>>>>>

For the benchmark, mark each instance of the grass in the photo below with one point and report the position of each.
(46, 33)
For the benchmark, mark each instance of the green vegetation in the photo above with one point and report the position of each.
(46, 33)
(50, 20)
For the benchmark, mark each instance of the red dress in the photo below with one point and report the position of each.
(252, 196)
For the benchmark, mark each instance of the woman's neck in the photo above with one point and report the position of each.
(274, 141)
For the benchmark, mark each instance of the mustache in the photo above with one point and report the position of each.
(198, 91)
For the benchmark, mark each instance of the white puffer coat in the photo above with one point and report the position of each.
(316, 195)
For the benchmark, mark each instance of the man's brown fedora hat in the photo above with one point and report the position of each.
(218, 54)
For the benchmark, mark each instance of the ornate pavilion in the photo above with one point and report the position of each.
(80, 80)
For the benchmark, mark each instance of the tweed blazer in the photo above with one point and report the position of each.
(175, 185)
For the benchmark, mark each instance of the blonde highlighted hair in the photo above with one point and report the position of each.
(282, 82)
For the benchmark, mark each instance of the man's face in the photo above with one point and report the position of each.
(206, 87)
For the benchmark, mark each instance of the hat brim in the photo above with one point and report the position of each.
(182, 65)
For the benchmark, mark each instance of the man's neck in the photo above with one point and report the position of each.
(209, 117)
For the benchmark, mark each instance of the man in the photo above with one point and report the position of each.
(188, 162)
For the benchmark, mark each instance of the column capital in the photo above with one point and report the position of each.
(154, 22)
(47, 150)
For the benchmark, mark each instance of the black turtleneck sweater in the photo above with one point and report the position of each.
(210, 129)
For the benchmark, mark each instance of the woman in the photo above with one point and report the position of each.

<<<<<

▸ **SHORT PROBLEM**
Reproduce all of the material above word for word, keeping every line in its original order.

▸ **TASK RESPONSE**
For the benchmark, mark each instance of the grass in the photo below with one point and report the position of each.
(46, 33)
For the benchmark, mark each instance of the green vegetation in the photo above with one point and report the position of each.
(46, 33)
(50, 20)
For the benchmark, mark each instance of the red dress in the photo below with one point and report the position of each.
(252, 196)
For the benchmark, mark each instance of the woman's neck in the photo above with one point and report the position of each.
(274, 141)
For the benchmark, mark each instance of the mustache in the photo above with one point and report the position of each.
(198, 91)
For the benchmark, mark each instance of the white puffer coat in the photo above with one point and report the position of each.
(316, 195)
For the benchmark, mark each instance of the man's brown fedora hat in the photo above with one point and report the position of each.
(218, 54)
For the benchmark, mark each instance of the ornate pavilion in the photo above with one point and report the position of each.
(80, 80)
For the benchmark, mark each instance of the tweed blazer in the photo above with one point and report the position of each.
(175, 185)
For the benchmark, mark each instance of the blonde highlighted hair in the photo above with one point and report the position of each.
(282, 82)
For the benchmark, mark each instance of the man's face in the photo above with one point and report the position of each.
(206, 87)
For the benchmark, mark each instance of the hat brim in the photo above with one point and report the position of each.
(182, 65)
For the benchmark, mark each instance of the man's neck in the photo above with one point and report the position of each.
(209, 117)
For the benchmark, mark each instance of the man in the photo above with one point and report the position of each.
(188, 162)
For the benchmark, mark each instance of the column capital in the photo above with one point and report the position of each.
(154, 22)
(47, 150)
For the benchmark, mark each instance of the black turtleneck sweater in the photo above with one point and report the position of each.
(210, 129)
For the benchmark, mark each instance of the woman in the photo above with one point and report the position of each.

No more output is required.